Set down the entries below, from the line containing "Please locate the winter" through the end of the entries, reproducing every line without change and including nothing else.
-- Start of PROVIDED DATA --
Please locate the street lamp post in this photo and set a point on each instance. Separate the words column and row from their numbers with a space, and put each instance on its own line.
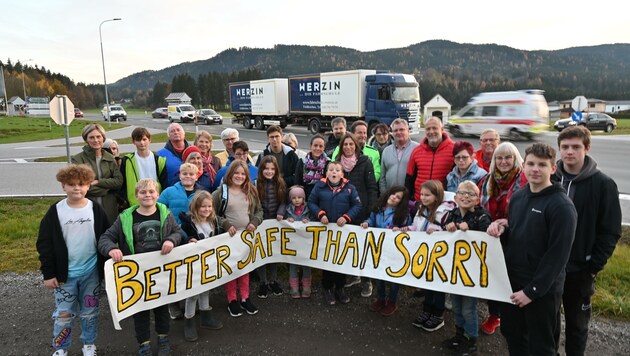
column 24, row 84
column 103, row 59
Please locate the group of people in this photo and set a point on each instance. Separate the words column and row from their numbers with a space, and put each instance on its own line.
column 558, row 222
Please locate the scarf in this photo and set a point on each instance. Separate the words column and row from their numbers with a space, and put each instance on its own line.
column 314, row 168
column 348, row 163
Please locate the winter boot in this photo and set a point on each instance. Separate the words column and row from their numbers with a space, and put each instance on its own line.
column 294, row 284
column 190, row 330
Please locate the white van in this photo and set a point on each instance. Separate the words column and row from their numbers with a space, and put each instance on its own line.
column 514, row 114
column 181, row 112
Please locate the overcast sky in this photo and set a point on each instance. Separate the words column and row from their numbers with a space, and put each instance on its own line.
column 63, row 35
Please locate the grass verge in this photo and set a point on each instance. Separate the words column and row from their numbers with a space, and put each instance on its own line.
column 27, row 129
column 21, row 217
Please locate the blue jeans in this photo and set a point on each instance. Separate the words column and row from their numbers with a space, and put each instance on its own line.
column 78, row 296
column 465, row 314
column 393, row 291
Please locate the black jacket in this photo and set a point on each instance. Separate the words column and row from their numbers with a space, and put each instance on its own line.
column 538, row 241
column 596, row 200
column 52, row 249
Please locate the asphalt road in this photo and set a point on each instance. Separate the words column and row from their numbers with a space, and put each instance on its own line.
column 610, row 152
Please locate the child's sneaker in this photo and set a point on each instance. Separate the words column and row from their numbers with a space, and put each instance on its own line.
-- End of PROVIDED DATA --
### FULL ANSWER
Please locate the winter boot in this photo and set a point on each instance. Separate the words column and row from their numbers with a space, and put each instance on its own line.
column 294, row 284
column 190, row 330
Please locate the white van in this photo and set a point on each instance. Separate the words column and row from their numbers with a space, and put each instance on its own line.
column 514, row 114
column 181, row 112
Please locate the overcast sky in this photo and set a point on each instance. Separate the words column and row from their numbers with a space, and put each instance on its own line.
column 63, row 35
Please locate the grass verge in this photo and set a point on each instance. Separate the words column and row from their numbers with a space, and put each instance on its own line.
column 27, row 129
column 21, row 217
Please locate the blue jeans in this photo and set a point on each instance. Separate the words column and row from their numbers with a space, and put each instance on its own line.
column 78, row 296
column 465, row 314
column 393, row 291
Please locate the black jacket in this photo and set a point on each instance. Separate the words column and row from their numbers with a space, and put each instance on its own line.
column 538, row 241
column 596, row 200
column 52, row 249
Please locate the asphalt road in this photo and set a point on each instance. Separate the words column and row from their numbers with a space, and put each instance on its own line.
column 610, row 152
Please locate the child's sneaker in this photo and set a point on each instance. Separate the words column and row from their numbers with a space, and put each instance on its own line.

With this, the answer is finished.